**Aim of the task:** Return every line of the material below that contains the string "slab", matching its case exactly.

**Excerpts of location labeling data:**
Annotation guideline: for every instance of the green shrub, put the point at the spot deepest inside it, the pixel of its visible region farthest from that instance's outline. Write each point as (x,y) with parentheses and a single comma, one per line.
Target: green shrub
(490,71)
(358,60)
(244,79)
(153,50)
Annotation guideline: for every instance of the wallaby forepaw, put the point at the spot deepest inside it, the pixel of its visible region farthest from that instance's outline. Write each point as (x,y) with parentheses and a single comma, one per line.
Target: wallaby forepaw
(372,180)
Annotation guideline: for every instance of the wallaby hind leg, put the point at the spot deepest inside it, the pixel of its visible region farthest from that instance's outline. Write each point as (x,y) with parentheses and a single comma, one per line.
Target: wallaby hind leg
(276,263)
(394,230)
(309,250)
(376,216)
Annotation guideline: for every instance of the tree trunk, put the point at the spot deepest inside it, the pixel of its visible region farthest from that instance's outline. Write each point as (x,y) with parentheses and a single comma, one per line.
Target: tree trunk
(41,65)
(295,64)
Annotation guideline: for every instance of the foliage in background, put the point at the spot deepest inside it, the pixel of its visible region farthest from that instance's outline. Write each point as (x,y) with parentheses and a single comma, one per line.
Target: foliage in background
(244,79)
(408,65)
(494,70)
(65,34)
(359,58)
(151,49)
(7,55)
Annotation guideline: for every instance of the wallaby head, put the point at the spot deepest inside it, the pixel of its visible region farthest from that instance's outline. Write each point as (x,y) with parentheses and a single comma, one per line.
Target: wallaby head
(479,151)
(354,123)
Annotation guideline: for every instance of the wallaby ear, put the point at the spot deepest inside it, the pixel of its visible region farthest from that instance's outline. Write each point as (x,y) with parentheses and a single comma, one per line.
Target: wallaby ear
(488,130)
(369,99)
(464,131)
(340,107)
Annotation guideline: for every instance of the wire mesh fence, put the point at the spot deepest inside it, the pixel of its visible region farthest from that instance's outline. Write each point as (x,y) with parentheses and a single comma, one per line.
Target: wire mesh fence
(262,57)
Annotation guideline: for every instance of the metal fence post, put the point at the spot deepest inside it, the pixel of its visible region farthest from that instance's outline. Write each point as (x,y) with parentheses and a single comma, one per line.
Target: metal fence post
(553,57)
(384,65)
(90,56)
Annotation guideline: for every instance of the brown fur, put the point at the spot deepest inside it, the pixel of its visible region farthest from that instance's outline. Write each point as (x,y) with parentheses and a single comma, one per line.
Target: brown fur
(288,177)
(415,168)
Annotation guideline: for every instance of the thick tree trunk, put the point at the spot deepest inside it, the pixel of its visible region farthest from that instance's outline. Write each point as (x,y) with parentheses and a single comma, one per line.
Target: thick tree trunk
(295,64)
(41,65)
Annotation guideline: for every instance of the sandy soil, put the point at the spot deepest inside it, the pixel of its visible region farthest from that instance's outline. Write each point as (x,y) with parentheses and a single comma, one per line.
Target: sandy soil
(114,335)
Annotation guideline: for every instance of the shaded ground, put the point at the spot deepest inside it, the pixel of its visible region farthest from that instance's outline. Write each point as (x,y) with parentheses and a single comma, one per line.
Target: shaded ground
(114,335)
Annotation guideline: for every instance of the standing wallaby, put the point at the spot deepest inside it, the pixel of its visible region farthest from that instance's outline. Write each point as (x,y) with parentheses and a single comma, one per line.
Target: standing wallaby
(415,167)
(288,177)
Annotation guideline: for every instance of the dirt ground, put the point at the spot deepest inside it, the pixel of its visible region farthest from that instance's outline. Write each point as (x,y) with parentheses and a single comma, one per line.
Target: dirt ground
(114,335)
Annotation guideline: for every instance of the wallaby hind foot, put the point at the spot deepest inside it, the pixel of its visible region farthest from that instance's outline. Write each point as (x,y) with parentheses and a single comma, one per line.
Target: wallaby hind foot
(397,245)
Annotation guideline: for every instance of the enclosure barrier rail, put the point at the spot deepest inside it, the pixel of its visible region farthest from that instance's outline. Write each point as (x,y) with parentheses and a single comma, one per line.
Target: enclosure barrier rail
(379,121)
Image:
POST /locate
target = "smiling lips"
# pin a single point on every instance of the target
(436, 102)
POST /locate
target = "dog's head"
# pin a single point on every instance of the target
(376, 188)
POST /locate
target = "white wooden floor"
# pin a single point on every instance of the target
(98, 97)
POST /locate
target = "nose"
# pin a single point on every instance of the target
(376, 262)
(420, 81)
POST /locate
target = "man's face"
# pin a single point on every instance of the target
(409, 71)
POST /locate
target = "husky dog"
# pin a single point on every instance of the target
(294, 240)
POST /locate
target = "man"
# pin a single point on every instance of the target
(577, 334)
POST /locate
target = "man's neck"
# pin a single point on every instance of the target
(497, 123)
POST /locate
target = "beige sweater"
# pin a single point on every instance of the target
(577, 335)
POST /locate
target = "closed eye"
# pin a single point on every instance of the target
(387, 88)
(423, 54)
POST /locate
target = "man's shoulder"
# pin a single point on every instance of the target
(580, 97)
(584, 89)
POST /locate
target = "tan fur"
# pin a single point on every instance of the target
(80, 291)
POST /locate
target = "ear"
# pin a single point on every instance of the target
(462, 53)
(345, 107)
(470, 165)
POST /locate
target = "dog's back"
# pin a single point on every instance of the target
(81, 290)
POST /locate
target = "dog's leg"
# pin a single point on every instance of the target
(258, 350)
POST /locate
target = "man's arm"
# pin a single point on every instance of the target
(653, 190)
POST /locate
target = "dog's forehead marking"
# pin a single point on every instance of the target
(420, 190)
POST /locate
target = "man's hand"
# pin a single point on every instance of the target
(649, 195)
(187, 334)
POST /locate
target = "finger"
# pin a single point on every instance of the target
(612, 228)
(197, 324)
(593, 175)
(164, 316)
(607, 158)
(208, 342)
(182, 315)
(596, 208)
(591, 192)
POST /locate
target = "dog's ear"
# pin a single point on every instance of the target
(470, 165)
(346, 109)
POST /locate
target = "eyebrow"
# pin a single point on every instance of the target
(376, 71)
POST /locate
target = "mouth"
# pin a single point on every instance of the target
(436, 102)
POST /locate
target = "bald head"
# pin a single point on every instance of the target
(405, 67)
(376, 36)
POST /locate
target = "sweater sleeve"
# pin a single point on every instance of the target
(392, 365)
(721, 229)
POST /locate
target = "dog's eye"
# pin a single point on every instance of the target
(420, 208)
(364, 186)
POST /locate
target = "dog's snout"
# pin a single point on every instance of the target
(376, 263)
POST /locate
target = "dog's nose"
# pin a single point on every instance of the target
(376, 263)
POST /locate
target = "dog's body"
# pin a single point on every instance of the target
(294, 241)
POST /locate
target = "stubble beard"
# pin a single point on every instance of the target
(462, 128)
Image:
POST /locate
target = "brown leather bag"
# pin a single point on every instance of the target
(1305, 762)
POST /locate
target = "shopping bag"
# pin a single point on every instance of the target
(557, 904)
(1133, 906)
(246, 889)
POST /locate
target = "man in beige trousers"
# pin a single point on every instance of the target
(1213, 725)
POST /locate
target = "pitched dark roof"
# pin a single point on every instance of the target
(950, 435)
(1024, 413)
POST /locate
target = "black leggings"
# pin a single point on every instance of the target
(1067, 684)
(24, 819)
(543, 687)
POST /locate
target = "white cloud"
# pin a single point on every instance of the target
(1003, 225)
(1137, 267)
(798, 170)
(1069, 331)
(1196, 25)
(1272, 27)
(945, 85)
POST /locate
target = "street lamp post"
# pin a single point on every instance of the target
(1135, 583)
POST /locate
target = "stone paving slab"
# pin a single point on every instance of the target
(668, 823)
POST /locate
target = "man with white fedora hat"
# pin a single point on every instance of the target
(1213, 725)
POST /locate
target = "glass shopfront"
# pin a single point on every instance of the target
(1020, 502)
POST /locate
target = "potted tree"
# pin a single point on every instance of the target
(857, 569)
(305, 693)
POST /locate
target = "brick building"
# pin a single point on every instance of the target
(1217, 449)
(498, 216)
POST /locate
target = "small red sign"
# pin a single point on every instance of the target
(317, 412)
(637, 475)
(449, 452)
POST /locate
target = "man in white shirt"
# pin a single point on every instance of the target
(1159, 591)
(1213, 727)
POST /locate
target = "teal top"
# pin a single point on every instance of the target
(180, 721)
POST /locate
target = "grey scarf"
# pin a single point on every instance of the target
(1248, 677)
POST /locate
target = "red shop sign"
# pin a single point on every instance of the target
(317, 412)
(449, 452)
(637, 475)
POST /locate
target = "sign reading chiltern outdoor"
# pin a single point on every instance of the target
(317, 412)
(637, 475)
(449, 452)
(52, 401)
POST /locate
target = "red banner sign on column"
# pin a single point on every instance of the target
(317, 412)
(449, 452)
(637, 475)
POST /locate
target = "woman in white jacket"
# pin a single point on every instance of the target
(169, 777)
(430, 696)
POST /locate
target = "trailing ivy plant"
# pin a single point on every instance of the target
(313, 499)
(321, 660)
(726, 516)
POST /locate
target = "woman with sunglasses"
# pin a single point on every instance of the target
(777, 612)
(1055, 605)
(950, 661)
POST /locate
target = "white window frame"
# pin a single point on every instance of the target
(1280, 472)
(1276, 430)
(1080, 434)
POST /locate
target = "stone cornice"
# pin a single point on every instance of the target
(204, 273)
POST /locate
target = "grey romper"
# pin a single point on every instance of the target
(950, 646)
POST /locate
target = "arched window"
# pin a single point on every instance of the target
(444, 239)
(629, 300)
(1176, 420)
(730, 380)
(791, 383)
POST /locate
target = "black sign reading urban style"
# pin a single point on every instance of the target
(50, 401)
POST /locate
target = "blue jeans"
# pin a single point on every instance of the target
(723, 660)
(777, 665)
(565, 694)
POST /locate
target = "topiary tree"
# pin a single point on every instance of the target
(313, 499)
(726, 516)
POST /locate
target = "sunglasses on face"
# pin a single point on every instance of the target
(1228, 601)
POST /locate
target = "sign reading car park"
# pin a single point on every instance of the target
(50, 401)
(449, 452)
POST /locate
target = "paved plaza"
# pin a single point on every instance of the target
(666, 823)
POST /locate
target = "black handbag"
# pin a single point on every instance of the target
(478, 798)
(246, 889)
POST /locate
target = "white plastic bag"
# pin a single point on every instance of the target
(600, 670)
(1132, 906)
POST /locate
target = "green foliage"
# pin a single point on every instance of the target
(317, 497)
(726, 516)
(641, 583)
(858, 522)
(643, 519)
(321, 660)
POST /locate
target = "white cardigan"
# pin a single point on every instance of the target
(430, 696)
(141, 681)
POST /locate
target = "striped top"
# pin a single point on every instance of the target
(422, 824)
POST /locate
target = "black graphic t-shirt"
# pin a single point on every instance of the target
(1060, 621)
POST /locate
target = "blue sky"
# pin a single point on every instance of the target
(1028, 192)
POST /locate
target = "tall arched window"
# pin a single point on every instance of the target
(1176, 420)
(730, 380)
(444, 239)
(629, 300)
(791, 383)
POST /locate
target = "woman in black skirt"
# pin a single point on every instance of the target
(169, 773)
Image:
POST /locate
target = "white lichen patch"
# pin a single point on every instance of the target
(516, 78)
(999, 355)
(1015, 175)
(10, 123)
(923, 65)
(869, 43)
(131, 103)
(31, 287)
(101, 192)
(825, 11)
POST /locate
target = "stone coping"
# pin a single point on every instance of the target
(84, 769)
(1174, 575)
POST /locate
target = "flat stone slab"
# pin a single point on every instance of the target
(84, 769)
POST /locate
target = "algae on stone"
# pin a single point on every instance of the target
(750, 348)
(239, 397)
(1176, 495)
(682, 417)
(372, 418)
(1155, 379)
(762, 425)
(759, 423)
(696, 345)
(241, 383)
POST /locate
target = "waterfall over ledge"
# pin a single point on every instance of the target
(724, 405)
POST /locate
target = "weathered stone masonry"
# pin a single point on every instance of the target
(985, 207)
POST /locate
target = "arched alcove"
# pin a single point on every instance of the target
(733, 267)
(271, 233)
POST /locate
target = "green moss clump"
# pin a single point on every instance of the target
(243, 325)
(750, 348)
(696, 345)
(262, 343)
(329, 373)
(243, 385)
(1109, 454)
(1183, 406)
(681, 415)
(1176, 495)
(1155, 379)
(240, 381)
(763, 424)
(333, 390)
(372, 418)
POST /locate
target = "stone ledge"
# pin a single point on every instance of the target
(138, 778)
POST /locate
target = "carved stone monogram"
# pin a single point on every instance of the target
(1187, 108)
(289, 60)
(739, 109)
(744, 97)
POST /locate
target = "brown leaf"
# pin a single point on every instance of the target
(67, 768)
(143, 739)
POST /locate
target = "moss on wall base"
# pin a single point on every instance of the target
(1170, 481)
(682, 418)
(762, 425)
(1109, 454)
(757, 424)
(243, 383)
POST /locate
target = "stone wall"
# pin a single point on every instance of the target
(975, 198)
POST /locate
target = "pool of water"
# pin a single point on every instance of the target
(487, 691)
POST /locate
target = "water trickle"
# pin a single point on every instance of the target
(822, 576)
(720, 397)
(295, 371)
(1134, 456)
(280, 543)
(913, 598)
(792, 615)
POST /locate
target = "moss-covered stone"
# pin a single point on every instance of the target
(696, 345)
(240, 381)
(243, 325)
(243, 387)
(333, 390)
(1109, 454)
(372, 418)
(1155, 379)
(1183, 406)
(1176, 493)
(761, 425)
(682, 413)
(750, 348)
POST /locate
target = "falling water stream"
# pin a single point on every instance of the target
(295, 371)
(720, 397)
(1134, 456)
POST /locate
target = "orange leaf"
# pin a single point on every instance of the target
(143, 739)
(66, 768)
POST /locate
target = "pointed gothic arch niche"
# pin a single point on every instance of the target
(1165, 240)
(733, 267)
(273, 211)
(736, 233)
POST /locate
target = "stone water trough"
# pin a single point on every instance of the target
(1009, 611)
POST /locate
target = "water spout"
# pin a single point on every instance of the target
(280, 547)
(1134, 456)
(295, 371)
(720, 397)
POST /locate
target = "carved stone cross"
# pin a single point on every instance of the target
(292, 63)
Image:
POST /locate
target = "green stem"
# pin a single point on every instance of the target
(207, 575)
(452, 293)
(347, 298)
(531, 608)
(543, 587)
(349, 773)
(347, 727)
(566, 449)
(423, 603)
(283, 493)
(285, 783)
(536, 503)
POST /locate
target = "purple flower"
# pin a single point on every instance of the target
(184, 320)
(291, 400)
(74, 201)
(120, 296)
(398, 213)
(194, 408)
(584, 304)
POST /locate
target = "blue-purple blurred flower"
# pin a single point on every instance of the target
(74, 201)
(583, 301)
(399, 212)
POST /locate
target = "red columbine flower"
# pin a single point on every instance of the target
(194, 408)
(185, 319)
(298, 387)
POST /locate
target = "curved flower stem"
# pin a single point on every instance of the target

**Reply:**
target = "stone paving slab"
target = "flat stone slab"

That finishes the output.